→ **Problem details**:
Once the images are set aside, print the remaining lines below exactly.

(Point localization data)
○ ○ ○ ○ ○
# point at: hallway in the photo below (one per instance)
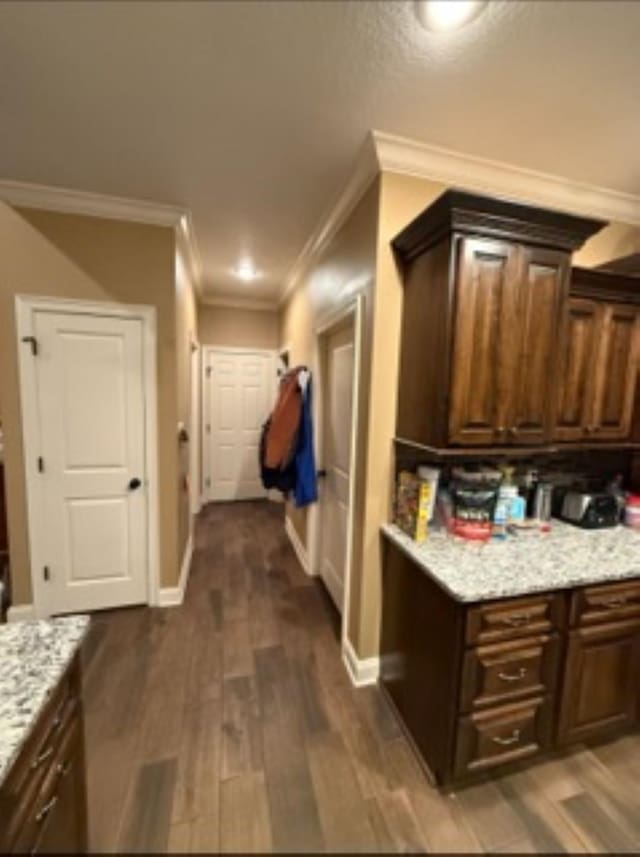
(230, 724)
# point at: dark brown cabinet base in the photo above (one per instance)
(43, 798)
(479, 686)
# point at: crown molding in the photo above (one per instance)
(410, 157)
(365, 170)
(239, 303)
(65, 201)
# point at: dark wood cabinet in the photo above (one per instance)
(480, 686)
(600, 681)
(43, 797)
(485, 282)
(597, 393)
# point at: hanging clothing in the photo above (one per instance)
(306, 486)
(282, 434)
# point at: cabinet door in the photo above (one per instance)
(580, 337)
(485, 271)
(616, 373)
(601, 681)
(533, 317)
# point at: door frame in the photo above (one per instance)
(207, 351)
(25, 308)
(328, 324)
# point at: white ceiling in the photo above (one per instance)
(250, 114)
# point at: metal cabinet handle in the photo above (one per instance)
(614, 603)
(517, 619)
(507, 742)
(41, 758)
(513, 676)
(46, 809)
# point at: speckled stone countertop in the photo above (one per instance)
(566, 557)
(33, 658)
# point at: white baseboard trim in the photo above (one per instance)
(361, 671)
(299, 548)
(173, 596)
(21, 612)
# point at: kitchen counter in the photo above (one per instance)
(520, 565)
(33, 659)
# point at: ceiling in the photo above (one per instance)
(250, 114)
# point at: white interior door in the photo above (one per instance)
(239, 390)
(91, 426)
(338, 410)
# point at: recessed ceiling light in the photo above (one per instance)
(448, 14)
(246, 271)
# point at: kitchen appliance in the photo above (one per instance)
(589, 510)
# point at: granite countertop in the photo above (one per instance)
(567, 556)
(33, 658)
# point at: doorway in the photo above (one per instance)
(87, 377)
(238, 390)
(339, 364)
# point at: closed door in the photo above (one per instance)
(486, 271)
(532, 318)
(334, 498)
(601, 680)
(616, 373)
(239, 391)
(582, 325)
(91, 415)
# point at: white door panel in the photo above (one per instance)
(338, 399)
(90, 396)
(238, 397)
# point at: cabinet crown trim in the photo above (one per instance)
(467, 213)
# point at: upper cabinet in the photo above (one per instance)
(485, 285)
(600, 353)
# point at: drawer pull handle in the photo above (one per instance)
(518, 676)
(614, 603)
(517, 620)
(46, 809)
(514, 738)
(41, 758)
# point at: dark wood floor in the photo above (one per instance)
(229, 724)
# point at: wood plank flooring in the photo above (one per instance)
(229, 724)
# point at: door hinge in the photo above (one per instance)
(33, 342)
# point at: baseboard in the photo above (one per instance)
(173, 596)
(21, 612)
(296, 543)
(361, 671)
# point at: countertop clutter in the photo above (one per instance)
(474, 571)
(33, 658)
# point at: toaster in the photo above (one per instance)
(590, 511)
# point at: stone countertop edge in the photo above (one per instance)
(567, 557)
(34, 656)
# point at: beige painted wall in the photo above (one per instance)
(345, 267)
(237, 328)
(60, 255)
(186, 334)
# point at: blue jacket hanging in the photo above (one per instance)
(306, 489)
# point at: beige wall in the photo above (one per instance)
(345, 267)
(186, 334)
(60, 255)
(237, 328)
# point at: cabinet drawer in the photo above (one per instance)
(606, 603)
(503, 672)
(500, 735)
(506, 620)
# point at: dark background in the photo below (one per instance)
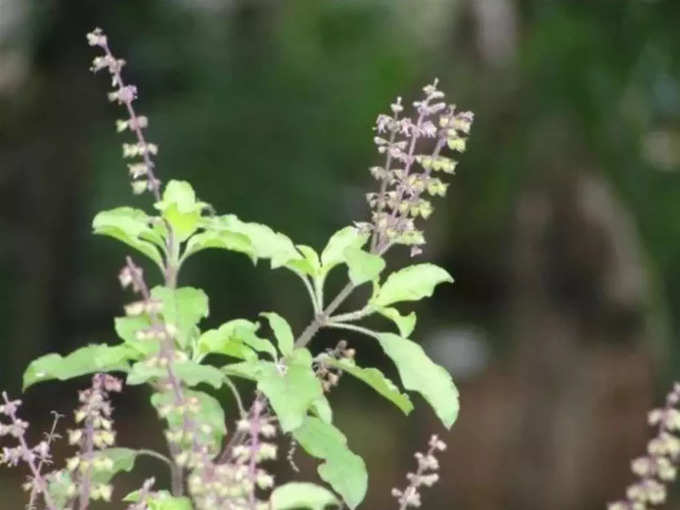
(562, 227)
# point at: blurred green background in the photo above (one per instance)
(562, 227)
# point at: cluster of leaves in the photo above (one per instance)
(162, 344)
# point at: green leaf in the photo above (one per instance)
(309, 264)
(190, 372)
(266, 243)
(405, 323)
(182, 308)
(282, 332)
(228, 339)
(209, 413)
(296, 495)
(419, 373)
(322, 408)
(363, 266)
(376, 380)
(180, 208)
(127, 329)
(334, 252)
(224, 240)
(410, 284)
(233, 338)
(123, 460)
(291, 389)
(86, 360)
(343, 470)
(132, 227)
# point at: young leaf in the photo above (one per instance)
(180, 208)
(309, 264)
(266, 243)
(363, 266)
(292, 389)
(296, 495)
(405, 323)
(376, 380)
(419, 373)
(228, 340)
(183, 308)
(282, 332)
(190, 372)
(235, 338)
(209, 413)
(127, 329)
(410, 284)
(224, 240)
(334, 252)
(343, 470)
(132, 227)
(86, 360)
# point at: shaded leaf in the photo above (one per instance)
(376, 380)
(405, 323)
(343, 470)
(334, 252)
(282, 332)
(182, 308)
(419, 373)
(132, 227)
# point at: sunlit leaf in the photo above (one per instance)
(86, 360)
(410, 284)
(181, 209)
(298, 495)
(363, 266)
(419, 373)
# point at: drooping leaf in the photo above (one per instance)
(376, 380)
(343, 470)
(298, 495)
(322, 408)
(210, 413)
(266, 243)
(181, 209)
(363, 266)
(405, 323)
(182, 308)
(282, 332)
(334, 252)
(419, 373)
(309, 263)
(123, 461)
(132, 227)
(231, 339)
(190, 372)
(86, 360)
(410, 284)
(291, 389)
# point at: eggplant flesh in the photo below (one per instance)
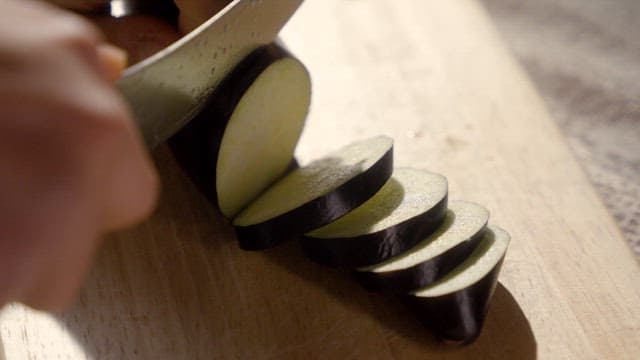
(244, 138)
(455, 307)
(314, 195)
(411, 205)
(432, 258)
○ ○ ○ ○ ○
→ **Answer for this exercise**:
# point at: hallway in the photo below (one per instance)
(230, 724)
# point at: dark brown cabinet base in the photo above (one per instance)
(43, 798)
(479, 686)
# point at: crown molding in the photo above (one per instance)
(410, 157)
(365, 170)
(239, 303)
(65, 201)
# point at: dark wood cabinet in the photo above (one per instance)
(480, 686)
(600, 681)
(43, 797)
(485, 282)
(597, 393)
# point at: hanging clothing in the photo above (one per instance)
(306, 486)
(282, 434)
# point at: cabinet door in the photo above (one per instance)
(580, 337)
(485, 271)
(616, 373)
(601, 681)
(533, 317)
# point at: door frame in the photo above (one per instance)
(207, 351)
(25, 308)
(328, 324)
# point at: white ceiling in the photo above (one per instance)
(250, 114)
# point at: metal cabinet handle in the photo above (one per instance)
(614, 603)
(517, 619)
(507, 742)
(41, 758)
(513, 676)
(46, 809)
# point at: speckled stone countertop in the photo above (one per instance)
(566, 557)
(33, 658)
# point at: white baseboard trim in the photo above (one per instance)
(361, 671)
(299, 548)
(173, 596)
(21, 612)
# point at: kitchen counter in the photo above (one per instance)
(520, 565)
(33, 659)
# point at: ceiling in the photo above (one per instance)
(250, 114)
# point at: white interior door in the photo above (one per instance)
(239, 390)
(91, 426)
(338, 410)
# point at: recessed ceiling light in the photo above (one per instance)
(448, 14)
(246, 271)
# point at: kitchen appliance in the photo above (one per instance)
(589, 510)
# point at: granite countertop in the photo above (one per instance)
(567, 556)
(33, 658)
# point at: doorway in the photo above (one per instance)
(87, 377)
(238, 390)
(339, 364)
# point at: closed door in the photo above (one per instance)
(486, 271)
(532, 318)
(334, 498)
(601, 680)
(616, 373)
(239, 391)
(582, 325)
(91, 415)
# point at: white door panel in the photo above (one per instance)
(338, 399)
(90, 396)
(238, 397)
# point at: cabinet crown trim in the photo above (one per instance)
(467, 213)
# point at: upper cabinet in the photo above (one per instance)
(485, 285)
(600, 353)
# point at: drawer pull handle in the photo above (one per instance)
(518, 676)
(614, 603)
(517, 620)
(46, 809)
(514, 738)
(41, 758)
# point at: dark wood floor in the photo above (one per instance)
(229, 724)
# point at: wood plank flooring in the photo above (one per instance)
(229, 724)
# point at: door hinge in the photo above (one per instance)
(33, 342)
# point at: baseboard in the photo above (one per instance)
(173, 596)
(21, 612)
(296, 543)
(361, 671)
# point at: countertop clutter in the photo above (one per instance)
(474, 571)
(33, 658)
# point at: toaster in the photo above (one per instance)
(590, 511)
# point at: stone countertop edge in the photo above (one per instance)
(567, 557)
(34, 656)
# point at: beige painted wall in the photo above (one per instance)
(345, 267)
(237, 328)
(60, 255)
(186, 334)
# point at: blue jacket hanging in the photo above (one per instance)
(306, 489)
# point at: beige wall in the photo above (one per instance)
(345, 267)
(186, 334)
(60, 255)
(237, 328)
# point at: cabinet drawer in the photo above (one per instance)
(606, 603)
(503, 672)
(500, 735)
(506, 620)
# point at: dark background in the photo below (one per instance)
(562, 227)
# point at: blurred green background in the photo above (one per instance)
(562, 227)
# point at: cluster of leaves in the photo above (one per instance)
(162, 344)
# point at: green leaf in the photo above (one per instance)
(309, 264)
(190, 372)
(266, 243)
(405, 323)
(182, 308)
(282, 332)
(228, 339)
(209, 413)
(296, 495)
(419, 373)
(322, 408)
(363, 266)
(376, 380)
(180, 208)
(127, 329)
(334, 252)
(224, 240)
(410, 284)
(233, 338)
(123, 460)
(291, 389)
(86, 360)
(343, 470)
(132, 227)
# point at: young leaf in the photo above (one per instance)
(180, 208)
(309, 264)
(266, 243)
(363, 266)
(292, 389)
(296, 495)
(405, 323)
(376, 380)
(419, 373)
(228, 340)
(183, 308)
(282, 332)
(190, 372)
(235, 338)
(209, 413)
(127, 329)
(410, 284)
(224, 240)
(334, 252)
(343, 470)
(132, 227)
(86, 360)
# point at: shaded leaf in the photo above (one per instance)
(376, 380)
(405, 323)
(343, 470)
(334, 252)
(282, 332)
(182, 308)
(419, 373)
(132, 227)
# point at: sunlit leaf in the photo above (one per instance)
(86, 360)
(410, 284)
(181, 209)
(298, 495)
(363, 266)
(419, 373)
# point at: drooping leaf in the photo above (one per instance)
(376, 380)
(343, 470)
(298, 495)
(322, 408)
(210, 413)
(266, 243)
(181, 209)
(363, 266)
(405, 323)
(182, 308)
(282, 332)
(334, 252)
(419, 373)
(309, 263)
(123, 461)
(132, 227)
(231, 339)
(190, 372)
(86, 360)
(410, 284)
(291, 389)
# point at: eggplant flesh in the photo below (one per instance)
(244, 138)
(455, 307)
(314, 195)
(411, 205)
(432, 258)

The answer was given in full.